Top of EXERCISE PASSAGE

Correction for the multiple testing problem

“One mature Atlantic Salmon (Salmo salar) participated in the fMRI study. The salmon measured approximately 18 inches long, weighed 3.8 lbs, and was not alive at the time of scanning.” Although the salmon was dead several brain areas appeared to be processing what emotion a person on a picture displayed (Bennett, Baird, Miller & Wolford, 2011).
This false result was obtained by testing so many voxels that false positives emerged. With each added test the result of a type 1 error increases (Bender & Lange, 2001). A simulation study showed that when you simulate an image of two active areas 1000 times that every voxel in the voxel space is deemed as active at least once (Logan & Rowe, 2003).
There are methods for correcting the amount of false positives in multiple testing but this is not always done in fMRI research. Between 24% and 40% of the articles published in 2008 did not correct for multiple testing (Bennett, Baird, Miller & Wolford, 2011 – supplementary material).
Two often used procedures for correcting for the multiple testing problem are the family wise error correcting procedure (FWE) and the false discovery rate correcting procedure (FDR). All procedures have to find a balance between correcting for false positives (type 1 error) and false negatives (type 2 error).  Any method that protects more against one type of error is guaranteed to increase the rate of the other kind of error (Lieberman & Cunningham, 2009).
The family wise error rate (FWER) is the probability of making one or more type 1 errors in a family of comparisons. For a family wise error of 5% there is a 95% confidence level that there are no type 1 error in the data. The simplest FWE correction procedure is the original Bonferroni correction. This method divides the alpha level, the chance of a type 1 error (normally 5%), by the amount of voxels (Dunn, 1961). So for example when 100.000 voxels are tested at an FWE rate of 0.05 the threshold for a voxel would be 0.05/100000=0.0000005. Since the introduction of the Bonferroni procedure the procedure has been improved (Nichols & Kayasaka, 2003).
Another FWE correcting procedure is based on the random field theory. The reasoning behind the random field theory is that since the p-values of the voxels are (locally) dependent we have to use that dependency to correct for multiple testing. The random field theory does not test individual voxels but individual observations, ‘active brain clusters’. This can reduce the amount of tests by a several factors (Brett, Penny & Kiebel, 2003).

Bottom of EXERCISE PASSAGE
Top of GIVEN INFORMATION

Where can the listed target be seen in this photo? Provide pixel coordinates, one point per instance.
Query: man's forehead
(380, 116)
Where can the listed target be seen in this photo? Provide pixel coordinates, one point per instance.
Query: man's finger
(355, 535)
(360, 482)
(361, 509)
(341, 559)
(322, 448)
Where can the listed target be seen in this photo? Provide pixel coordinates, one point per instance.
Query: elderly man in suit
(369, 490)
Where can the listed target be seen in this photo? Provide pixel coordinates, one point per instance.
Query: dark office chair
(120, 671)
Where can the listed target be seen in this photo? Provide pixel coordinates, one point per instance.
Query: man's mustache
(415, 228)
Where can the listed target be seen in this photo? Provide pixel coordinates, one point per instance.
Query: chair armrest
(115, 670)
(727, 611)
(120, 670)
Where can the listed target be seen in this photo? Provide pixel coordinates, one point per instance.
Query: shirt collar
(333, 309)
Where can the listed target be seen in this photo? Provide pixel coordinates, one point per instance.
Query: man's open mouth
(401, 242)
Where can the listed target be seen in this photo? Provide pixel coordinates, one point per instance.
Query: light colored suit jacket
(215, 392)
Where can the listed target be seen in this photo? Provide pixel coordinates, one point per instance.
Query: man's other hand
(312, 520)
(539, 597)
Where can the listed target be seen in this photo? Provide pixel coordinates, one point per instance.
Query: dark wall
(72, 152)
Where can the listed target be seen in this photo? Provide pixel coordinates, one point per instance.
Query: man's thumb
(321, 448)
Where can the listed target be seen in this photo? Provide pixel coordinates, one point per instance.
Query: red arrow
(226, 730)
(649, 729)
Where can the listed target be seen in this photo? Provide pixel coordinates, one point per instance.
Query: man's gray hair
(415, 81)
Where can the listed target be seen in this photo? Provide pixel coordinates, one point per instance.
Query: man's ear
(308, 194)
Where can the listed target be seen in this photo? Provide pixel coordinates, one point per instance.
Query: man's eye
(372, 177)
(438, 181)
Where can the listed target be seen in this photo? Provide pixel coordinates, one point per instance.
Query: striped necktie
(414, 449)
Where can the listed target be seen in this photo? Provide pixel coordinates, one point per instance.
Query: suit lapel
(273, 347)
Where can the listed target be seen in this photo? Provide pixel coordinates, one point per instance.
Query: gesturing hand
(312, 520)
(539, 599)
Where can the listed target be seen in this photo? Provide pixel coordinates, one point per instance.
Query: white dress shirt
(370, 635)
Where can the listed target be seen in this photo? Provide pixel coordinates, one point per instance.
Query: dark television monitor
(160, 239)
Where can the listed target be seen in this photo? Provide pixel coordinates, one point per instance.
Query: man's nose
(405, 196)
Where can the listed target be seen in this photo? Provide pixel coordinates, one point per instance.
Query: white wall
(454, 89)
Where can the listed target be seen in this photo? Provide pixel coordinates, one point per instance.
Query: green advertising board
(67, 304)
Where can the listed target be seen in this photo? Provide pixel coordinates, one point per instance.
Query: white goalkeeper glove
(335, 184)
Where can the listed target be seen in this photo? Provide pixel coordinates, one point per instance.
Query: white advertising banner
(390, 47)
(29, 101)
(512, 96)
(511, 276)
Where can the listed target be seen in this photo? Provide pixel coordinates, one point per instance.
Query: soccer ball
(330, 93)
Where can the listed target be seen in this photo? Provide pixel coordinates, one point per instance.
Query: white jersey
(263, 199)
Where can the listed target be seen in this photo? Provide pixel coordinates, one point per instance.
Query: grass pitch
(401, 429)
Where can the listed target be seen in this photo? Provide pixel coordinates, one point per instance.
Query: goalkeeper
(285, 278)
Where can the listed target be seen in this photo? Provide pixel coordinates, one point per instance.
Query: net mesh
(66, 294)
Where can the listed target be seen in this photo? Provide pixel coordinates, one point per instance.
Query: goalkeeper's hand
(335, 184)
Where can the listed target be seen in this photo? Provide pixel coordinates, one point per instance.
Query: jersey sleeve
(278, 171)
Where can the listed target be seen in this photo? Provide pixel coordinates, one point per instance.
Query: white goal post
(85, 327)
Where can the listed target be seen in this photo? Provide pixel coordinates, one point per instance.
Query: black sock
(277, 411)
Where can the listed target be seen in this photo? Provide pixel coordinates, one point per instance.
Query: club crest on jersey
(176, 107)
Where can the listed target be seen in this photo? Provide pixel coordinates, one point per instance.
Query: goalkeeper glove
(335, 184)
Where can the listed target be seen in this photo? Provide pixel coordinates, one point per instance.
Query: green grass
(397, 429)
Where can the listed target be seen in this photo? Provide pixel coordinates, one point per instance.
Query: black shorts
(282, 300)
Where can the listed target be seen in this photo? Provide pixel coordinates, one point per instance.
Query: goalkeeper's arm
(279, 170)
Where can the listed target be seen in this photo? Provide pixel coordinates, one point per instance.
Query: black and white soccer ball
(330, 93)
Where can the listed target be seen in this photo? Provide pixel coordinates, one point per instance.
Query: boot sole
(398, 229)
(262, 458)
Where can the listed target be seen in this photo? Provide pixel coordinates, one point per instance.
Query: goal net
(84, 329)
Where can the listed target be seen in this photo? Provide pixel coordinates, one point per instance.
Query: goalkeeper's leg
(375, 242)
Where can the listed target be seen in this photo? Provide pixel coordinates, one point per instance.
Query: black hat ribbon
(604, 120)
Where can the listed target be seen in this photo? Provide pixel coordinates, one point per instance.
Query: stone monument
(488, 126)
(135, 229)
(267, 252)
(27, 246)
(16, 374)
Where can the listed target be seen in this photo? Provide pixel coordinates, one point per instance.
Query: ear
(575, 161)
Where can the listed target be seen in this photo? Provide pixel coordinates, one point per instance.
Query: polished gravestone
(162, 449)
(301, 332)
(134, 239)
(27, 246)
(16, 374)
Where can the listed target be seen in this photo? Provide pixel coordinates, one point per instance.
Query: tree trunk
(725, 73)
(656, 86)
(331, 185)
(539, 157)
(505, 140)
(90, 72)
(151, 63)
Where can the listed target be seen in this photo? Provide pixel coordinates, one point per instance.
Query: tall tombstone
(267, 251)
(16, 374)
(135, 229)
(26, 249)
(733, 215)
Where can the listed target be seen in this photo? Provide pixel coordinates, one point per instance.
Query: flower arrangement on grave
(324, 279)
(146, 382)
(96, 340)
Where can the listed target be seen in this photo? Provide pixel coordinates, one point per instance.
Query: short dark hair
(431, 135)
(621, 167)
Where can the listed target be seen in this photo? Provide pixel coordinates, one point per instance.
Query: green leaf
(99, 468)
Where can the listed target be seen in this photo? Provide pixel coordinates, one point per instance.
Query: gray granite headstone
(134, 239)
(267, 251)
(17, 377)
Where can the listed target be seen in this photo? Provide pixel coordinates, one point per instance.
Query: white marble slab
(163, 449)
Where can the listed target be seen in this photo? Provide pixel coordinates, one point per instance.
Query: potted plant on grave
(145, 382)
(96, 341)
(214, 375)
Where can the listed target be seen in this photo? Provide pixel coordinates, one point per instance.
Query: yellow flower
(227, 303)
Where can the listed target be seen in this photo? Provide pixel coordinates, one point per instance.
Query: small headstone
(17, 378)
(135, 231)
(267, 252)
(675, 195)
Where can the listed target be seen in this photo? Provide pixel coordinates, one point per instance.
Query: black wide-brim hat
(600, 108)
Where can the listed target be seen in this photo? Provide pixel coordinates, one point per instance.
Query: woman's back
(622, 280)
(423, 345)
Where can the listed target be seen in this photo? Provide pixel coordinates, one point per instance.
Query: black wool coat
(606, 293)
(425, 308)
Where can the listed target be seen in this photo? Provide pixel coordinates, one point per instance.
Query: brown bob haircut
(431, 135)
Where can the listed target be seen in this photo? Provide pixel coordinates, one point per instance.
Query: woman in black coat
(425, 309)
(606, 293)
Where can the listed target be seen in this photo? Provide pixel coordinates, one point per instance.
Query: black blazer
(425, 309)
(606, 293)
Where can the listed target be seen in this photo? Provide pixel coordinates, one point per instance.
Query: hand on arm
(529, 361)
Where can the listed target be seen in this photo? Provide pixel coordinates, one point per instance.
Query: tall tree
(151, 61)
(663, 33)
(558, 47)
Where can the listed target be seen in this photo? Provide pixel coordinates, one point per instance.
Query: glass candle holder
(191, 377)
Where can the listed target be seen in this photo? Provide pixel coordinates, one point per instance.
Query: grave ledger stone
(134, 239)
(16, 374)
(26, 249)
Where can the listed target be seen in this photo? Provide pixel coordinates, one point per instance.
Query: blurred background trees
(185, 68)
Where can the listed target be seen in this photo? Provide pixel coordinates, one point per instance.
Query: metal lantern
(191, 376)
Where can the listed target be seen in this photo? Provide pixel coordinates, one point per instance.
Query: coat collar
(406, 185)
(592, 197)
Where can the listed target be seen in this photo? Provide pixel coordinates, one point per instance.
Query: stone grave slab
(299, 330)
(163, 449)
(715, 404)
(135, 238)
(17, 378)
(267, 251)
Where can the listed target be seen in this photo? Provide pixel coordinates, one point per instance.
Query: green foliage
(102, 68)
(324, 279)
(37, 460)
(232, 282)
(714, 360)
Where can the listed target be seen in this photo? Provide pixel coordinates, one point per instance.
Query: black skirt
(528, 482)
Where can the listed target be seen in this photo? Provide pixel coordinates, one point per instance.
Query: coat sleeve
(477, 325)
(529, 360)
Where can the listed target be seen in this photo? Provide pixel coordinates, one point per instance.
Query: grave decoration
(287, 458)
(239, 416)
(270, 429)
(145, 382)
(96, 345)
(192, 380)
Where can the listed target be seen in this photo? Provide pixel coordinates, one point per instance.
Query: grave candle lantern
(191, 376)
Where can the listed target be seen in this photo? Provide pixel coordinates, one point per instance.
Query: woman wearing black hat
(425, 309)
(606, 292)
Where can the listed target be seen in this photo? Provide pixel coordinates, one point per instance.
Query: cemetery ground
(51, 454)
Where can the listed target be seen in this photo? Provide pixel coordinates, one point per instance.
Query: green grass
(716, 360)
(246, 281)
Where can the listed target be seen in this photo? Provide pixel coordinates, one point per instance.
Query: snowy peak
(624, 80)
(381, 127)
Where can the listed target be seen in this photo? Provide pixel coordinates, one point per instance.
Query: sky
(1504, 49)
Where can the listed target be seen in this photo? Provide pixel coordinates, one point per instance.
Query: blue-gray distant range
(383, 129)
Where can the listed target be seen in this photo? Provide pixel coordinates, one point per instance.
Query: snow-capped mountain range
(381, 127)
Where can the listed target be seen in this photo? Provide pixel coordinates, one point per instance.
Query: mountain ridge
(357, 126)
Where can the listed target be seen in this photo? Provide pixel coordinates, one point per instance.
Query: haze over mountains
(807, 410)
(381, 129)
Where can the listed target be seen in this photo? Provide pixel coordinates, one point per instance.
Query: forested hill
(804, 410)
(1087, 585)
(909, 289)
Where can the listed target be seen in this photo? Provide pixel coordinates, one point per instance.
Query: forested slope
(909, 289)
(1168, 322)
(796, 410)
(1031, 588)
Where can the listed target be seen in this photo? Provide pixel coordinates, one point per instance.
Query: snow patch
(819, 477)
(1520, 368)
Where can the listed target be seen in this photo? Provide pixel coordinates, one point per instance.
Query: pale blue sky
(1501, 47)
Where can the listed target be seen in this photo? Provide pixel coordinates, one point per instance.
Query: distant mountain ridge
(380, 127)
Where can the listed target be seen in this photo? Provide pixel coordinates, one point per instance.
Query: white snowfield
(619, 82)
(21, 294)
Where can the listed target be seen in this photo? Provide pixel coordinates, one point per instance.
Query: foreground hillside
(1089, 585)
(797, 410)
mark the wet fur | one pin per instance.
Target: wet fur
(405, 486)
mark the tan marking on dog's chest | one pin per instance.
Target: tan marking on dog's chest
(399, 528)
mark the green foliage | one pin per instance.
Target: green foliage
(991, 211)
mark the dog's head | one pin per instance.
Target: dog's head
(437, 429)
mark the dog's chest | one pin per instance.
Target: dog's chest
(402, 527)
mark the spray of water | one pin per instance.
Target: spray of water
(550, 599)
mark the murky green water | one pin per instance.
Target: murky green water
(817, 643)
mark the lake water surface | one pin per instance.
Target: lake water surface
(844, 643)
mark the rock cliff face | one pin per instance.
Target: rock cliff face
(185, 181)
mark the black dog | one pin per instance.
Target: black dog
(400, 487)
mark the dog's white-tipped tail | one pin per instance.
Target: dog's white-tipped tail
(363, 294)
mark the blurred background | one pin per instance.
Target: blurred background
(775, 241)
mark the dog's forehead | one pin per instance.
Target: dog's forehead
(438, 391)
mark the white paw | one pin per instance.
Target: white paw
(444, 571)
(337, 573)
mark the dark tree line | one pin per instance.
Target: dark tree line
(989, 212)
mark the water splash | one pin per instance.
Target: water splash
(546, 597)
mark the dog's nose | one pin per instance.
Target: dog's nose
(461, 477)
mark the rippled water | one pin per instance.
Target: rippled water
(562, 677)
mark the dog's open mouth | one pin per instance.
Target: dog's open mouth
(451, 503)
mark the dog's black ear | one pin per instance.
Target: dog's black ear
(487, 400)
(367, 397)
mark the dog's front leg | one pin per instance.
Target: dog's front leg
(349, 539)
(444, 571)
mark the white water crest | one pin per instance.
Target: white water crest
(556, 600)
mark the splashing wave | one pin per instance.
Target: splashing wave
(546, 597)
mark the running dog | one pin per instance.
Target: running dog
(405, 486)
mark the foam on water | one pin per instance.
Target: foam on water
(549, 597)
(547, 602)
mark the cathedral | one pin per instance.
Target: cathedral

Bottom of GIVEN INFORMATION

→ SET OF TASKS
**a)** Output the part of the multiple testing passage between "Correction for the" and "Miller & Wolford, 2011).", inclusive.
**b)** According to the multiple testing passage, what share of the articles published in 2008 did not correct for multiple testing?
**c)** Translate this sentence from the multiple testing passage into Spanish: "The family wise error rate (FWER) is the probability of making one or more type 1 errors in a family of comparisons."
You will not need the records for any of this work.

→ RESPONSE LIST
**a)**
Correction for the multiple testing problem

“One mature Atlantic Salmon (Salmo salar) participated in the fMRI study. The salmon measured approximately 18 inches long, weighed 3.8 lbs, and was not alive at the time of scanning.” Although the salmon was dead several brain areas appeared to be processing what emotion a person on a picture displayed (Bennett, Baird, Miller & Wolford, 2011).

**b)** Between 24% and 40% of them.

**c)** La tasa de error por familia (FWER) es la probabilidad de cometer uno o más errores de tipo 1 en una familia de comparaciones.